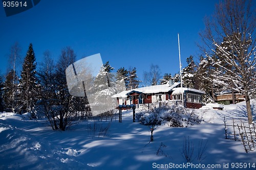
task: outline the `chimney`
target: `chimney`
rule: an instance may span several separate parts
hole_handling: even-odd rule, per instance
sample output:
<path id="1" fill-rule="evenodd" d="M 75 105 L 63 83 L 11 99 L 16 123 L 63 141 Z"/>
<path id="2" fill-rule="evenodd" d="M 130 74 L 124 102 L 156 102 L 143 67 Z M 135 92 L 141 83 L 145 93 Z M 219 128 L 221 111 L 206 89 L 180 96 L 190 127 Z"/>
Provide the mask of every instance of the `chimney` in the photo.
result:
<path id="1" fill-rule="evenodd" d="M 169 86 L 172 86 L 172 85 L 174 85 L 174 80 L 173 79 L 169 79 Z"/>

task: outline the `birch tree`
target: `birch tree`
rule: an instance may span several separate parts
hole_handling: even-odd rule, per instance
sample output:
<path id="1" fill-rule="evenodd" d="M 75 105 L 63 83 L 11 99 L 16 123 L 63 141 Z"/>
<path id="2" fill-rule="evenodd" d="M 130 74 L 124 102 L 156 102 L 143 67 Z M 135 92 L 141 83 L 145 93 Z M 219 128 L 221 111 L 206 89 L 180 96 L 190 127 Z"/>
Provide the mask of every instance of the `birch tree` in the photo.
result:
<path id="1" fill-rule="evenodd" d="M 252 3 L 220 2 L 213 17 L 206 19 L 206 29 L 200 33 L 206 47 L 202 49 L 211 59 L 211 64 L 217 66 L 212 81 L 244 93 L 249 124 L 253 122 L 250 95 L 255 90 L 256 68 L 255 11 L 251 8 Z M 226 82 L 232 82 L 232 86 Z"/>

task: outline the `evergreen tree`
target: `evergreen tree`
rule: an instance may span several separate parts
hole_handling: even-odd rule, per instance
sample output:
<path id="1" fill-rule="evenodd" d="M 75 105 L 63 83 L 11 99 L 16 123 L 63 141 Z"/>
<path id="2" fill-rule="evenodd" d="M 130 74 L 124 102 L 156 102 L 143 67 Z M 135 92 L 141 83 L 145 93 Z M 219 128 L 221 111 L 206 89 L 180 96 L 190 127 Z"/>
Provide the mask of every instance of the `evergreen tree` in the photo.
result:
<path id="1" fill-rule="evenodd" d="M 128 80 L 129 81 L 128 89 L 129 90 L 139 87 L 139 84 L 141 81 L 138 80 L 136 67 L 134 67 L 133 69 L 131 68 L 129 69 L 128 71 Z"/>
<path id="2" fill-rule="evenodd" d="M 129 84 L 128 71 L 124 69 L 124 67 L 121 67 L 117 70 L 117 76 L 118 76 L 117 80 L 120 82 L 120 83 L 123 81 L 125 85 L 125 89 L 128 89 L 128 84 Z"/>
<path id="3" fill-rule="evenodd" d="M 173 77 L 174 82 L 180 82 L 180 71 L 178 73 L 176 73 Z"/>
<path id="4" fill-rule="evenodd" d="M 38 92 L 38 86 L 36 78 L 35 56 L 32 43 L 29 49 L 23 64 L 21 79 L 19 87 L 19 110 L 21 112 L 30 112 L 35 106 Z"/>
<path id="5" fill-rule="evenodd" d="M 195 75 L 196 65 L 194 61 L 193 56 L 190 56 L 186 58 L 187 66 L 182 69 L 182 83 L 185 87 L 197 88 L 195 87 L 196 79 Z"/>
<path id="6" fill-rule="evenodd" d="M 169 82 L 169 80 L 173 79 L 173 77 L 172 76 L 172 74 L 165 73 L 163 75 L 163 78 L 160 80 L 161 84 L 166 84 L 167 83 Z"/>
<path id="7" fill-rule="evenodd" d="M 103 65 L 103 67 L 104 68 L 104 70 L 105 71 L 105 75 L 106 76 L 106 81 L 108 82 L 108 85 L 109 87 L 110 87 L 110 80 L 113 78 L 113 77 L 111 77 L 110 72 L 115 69 L 115 68 L 112 67 L 109 61 L 108 61 L 105 64 Z"/>
<path id="8" fill-rule="evenodd" d="M 17 101 L 17 82 L 18 78 L 13 70 L 8 72 L 5 77 L 3 89 L 3 98 L 4 102 L 5 108 L 7 112 L 16 111 Z M 13 78 L 14 75 L 14 78 Z M 14 82 L 14 84 L 13 84 Z"/>
<path id="9" fill-rule="evenodd" d="M 0 76 L 0 112 L 3 112 L 4 110 L 4 99 L 3 99 L 4 82 L 3 79 Z"/>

**EXERCISE DESCRIPTION**
Reproduce the material above verbatim, line for line, omitting the pictures.

**RESULT BELOW**
task: outline the `chimney`
target: `chimney`
rule: an instance may span several separate parts
hole_handling: even-odd rule, per instance
sample output:
<path id="1" fill-rule="evenodd" d="M 75 105 L 63 83 L 11 99 L 16 123 L 63 141 Z"/>
<path id="2" fill-rule="evenodd" d="M 130 74 L 124 102 L 156 102 L 143 67 Z M 135 92 L 141 83 L 145 93 Z M 219 128 L 221 111 L 206 89 L 180 96 L 190 127 Z"/>
Provide the mask of every instance of the `chimney` in the photo.
result:
<path id="1" fill-rule="evenodd" d="M 169 86 L 172 86 L 172 85 L 174 85 L 174 80 L 173 79 L 169 79 Z"/>

task: outline the `birch tree`
target: `birch tree`
rule: an instance may span several separate parts
hole_handling: even-odd rule, per instance
sample output:
<path id="1" fill-rule="evenodd" d="M 75 105 L 63 83 L 11 99 L 16 123 L 63 141 Z"/>
<path id="2" fill-rule="evenodd" d="M 130 74 L 124 102 L 156 102 L 143 67 Z M 135 92 L 141 83 L 145 93 Z M 219 128 L 221 111 L 206 89 L 180 96 L 190 127 Z"/>
Provide the mask of every instance of the `birch tree` in the photo.
result:
<path id="1" fill-rule="evenodd" d="M 252 3 L 220 2 L 213 17 L 206 19 L 206 29 L 200 33 L 206 47 L 202 49 L 211 59 L 211 64 L 217 66 L 212 81 L 244 93 L 249 124 L 253 122 L 250 95 L 255 90 L 256 68 L 255 11 L 251 8 Z M 226 82 L 232 82 L 232 86 Z"/>

task: outline the `evergreen tree`
target: `evergreen tree`
rule: an instance may span several separate parts
hole_handling: even-odd rule, per instance
sample output:
<path id="1" fill-rule="evenodd" d="M 75 105 L 63 83 L 11 99 L 16 123 L 63 141 Z"/>
<path id="2" fill-rule="evenodd" d="M 130 74 L 124 102 L 156 102 L 143 67 Z M 135 92 L 141 83 L 145 93 Z M 219 128 L 221 111 L 206 89 L 180 96 L 190 127 Z"/>
Provide the mask of every instance of the `evergreen tree` in the photo.
result:
<path id="1" fill-rule="evenodd" d="M 128 80 L 129 81 L 128 89 L 129 90 L 139 87 L 139 84 L 141 81 L 138 80 L 136 67 L 134 67 L 133 69 L 131 68 L 129 69 L 128 71 Z"/>
<path id="2" fill-rule="evenodd" d="M 129 84 L 128 71 L 124 69 L 124 67 L 121 67 L 117 70 L 117 76 L 118 76 L 117 80 L 120 82 L 120 83 L 123 81 L 125 85 L 125 89 L 128 89 L 128 84 Z"/>
<path id="3" fill-rule="evenodd" d="M 173 77 L 174 82 L 180 82 L 180 71 L 178 73 L 176 73 Z"/>
<path id="4" fill-rule="evenodd" d="M 38 92 L 38 86 L 36 78 L 35 56 L 32 43 L 29 49 L 23 64 L 21 79 L 19 87 L 19 110 L 21 112 L 30 112 L 35 106 Z"/>
<path id="5" fill-rule="evenodd" d="M 195 75 L 196 65 L 194 61 L 193 56 L 190 56 L 186 58 L 187 66 L 182 69 L 182 83 L 185 87 L 197 88 L 195 87 L 196 79 Z"/>
<path id="6" fill-rule="evenodd" d="M 169 82 L 169 80 L 173 79 L 173 77 L 172 76 L 172 74 L 165 73 L 163 75 L 163 78 L 160 80 L 161 84 L 166 84 L 167 83 Z"/>
<path id="7" fill-rule="evenodd" d="M 103 65 L 103 67 L 104 68 L 104 70 L 105 71 L 105 75 L 106 76 L 106 81 L 108 82 L 108 85 L 109 87 L 110 87 L 110 80 L 113 78 L 113 77 L 111 77 L 110 72 L 115 69 L 115 68 L 112 67 L 109 61 L 108 61 L 105 64 Z"/>
<path id="8" fill-rule="evenodd" d="M 17 101 L 17 82 L 18 78 L 13 70 L 8 72 L 5 77 L 3 89 L 3 98 L 4 102 L 5 108 L 7 112 L 16 111 Z M 13 78 L 14 75 L 14 78 Z M 14 82 L 14 84 L 13 84 Z"/>
<path id="9" fill-rule="evenodd" d="M 0 76 L 0 112 L 3 112 L 4 110 L 4 99 L 3 99 L 4 82 L 3 79 Z"/>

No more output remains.